» **SET EXERCISE**
All of the data below must be repeated exactly.

» **TASK MATERIAL**

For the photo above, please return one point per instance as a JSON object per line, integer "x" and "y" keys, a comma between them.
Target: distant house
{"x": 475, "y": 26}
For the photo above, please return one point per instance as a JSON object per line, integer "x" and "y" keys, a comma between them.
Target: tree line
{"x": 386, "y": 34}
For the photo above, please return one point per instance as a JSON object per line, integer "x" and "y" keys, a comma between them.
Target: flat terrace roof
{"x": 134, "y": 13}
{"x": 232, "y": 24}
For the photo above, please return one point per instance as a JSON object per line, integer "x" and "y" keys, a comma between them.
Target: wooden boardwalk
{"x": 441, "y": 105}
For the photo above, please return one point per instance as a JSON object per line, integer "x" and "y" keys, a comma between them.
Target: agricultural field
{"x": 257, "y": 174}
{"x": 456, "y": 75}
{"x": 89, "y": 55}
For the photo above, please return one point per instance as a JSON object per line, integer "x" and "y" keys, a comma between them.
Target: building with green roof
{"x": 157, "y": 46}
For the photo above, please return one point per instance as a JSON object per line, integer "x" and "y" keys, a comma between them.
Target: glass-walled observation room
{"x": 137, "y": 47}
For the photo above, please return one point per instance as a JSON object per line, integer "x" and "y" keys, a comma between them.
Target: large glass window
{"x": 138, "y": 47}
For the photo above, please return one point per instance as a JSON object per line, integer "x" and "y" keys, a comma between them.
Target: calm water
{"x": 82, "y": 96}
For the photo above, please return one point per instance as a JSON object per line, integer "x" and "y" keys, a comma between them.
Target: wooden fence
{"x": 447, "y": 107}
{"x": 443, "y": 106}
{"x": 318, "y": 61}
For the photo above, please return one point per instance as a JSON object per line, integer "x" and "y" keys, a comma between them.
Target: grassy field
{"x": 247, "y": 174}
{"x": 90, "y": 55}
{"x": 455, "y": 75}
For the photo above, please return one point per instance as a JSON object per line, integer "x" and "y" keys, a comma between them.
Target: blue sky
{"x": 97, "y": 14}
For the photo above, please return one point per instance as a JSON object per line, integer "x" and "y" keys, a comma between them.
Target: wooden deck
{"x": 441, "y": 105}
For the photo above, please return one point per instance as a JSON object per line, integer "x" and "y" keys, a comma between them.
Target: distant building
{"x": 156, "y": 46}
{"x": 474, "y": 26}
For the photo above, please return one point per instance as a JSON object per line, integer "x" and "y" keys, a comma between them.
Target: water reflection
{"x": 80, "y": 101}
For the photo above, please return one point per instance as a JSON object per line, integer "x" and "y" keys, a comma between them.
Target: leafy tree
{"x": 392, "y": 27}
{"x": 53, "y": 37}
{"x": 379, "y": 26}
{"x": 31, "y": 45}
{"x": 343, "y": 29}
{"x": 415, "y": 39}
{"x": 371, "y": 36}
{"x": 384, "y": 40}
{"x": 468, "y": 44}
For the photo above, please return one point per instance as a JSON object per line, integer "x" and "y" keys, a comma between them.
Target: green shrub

» **WRITTEN RESPONSE**
For the photo above, please return one point per instance as a JSON object per line, integer "x" and "y" keys, a comma between them.
Target: distant house
{"x": 475, "y": 26}
For the photo above, please return one point per instance as a JSON object per line, integer "x" and "y" keys, a comma between them.
Target: tree line
{"x": 386, "y": 34}
For the photo above, please return one point per instance as a JSON object per line, integer "x" and "y" keys, a comma between them.
Target: flat terrace roof
{"x": 134, "y": 13}
{"x": 232, "y": 24}
For the photo above, please return one point per instance as a JSON object per line, integer "x" and "y" keys, a comma between them.
Target: wooden boardwalk
{"x": 441, "y": 105}
For the photo above, please return one point per instance as a JSON object per line, integer "x" and "y" keys, a comma between them.
Target: agricultural field
{"x": 257, "y": 174}
{"x": 456, "y": 75}
{"x": 89, "y": 55}
For the photo above, please return one point per instance as a JSON object per line, integer "x" and "y" keys, a comma between them.
Target: building with green roof
{"x": 157, "y": 46}
For the photo above, please return one point per instance as a JSON object per line, integer "x" and "y" keys, a comma between them.
Target: glass-walled observation room
{"x": 137, "y": 47}
For the photo above, please return one point per instance as a JSON object per line, integer "x" and "y" keys, a comma between them.
Target: large glass window
{"x": 138, "y": 47}
For the photo above, please return one point per instance as a JSON object per line, integer "x" and "y" keys, a comma between them.
Target: calm water
{"x": 82, "y": 96}
For the photo above, please return one point per instance as a JSON object per line, integer "x" and "y" keys, a comma between them.
Target: wooden fence
{"x": 447, "y": 107}
{"x": 443, "y": 106}
{"x": 318, "y": 61}
For the photo above, please return one point per instance as a JSON object per line, integer "x" and "y" keys, a comma between them.
Target: grassy field
{"x": 247, "y": 174}
{"x": 90, "y": 55}
{"x": 455, "y": 75}
For the photo above, please return one point per instance as a JSON object per line, integer "x" and "y" keys, a comma between them.
Target: blue sky
{"x": 97, "y": 14}
For the photo above, please return one point per instance as a JSON object per line, integer "x" and "y" keys, a comma between them.
Target: wooden deck
{"x": 441, "y": 105}
For the photo above, please return one point per instance as a JSON object per line, integer "x" and "y" keys, a comma between them.
Target: distant building
{"x": 156, "y": 46}
{"x": 474, "y": 26}
For the photo above, please return one point per instance as a JSON object per line, integer "x" and "y" keys, a comma between them.
Target: water reflection
{"x": 80, "y": 101}
For the photo above, please return one point per instance as a JSON object per line, integer "x" and "y" keys, a comma between them.
Target: leafy tree
{"x": 392, "y": 27}
{"x": 53, "y": 37}
{"x": 379, "y": 26}
{"x": 31, "y": 45}
{"x": 343, "y": 29}
{"x": 415, "y": 39}
{"x": 371, "y": 36}
{"x": 384, "y": 40}
{"x": 468, "y": 44}
For the photo above, please return one point per instance as a JSON object per line, integer "x" and "y" keys, a comma between them.
Target: green shrub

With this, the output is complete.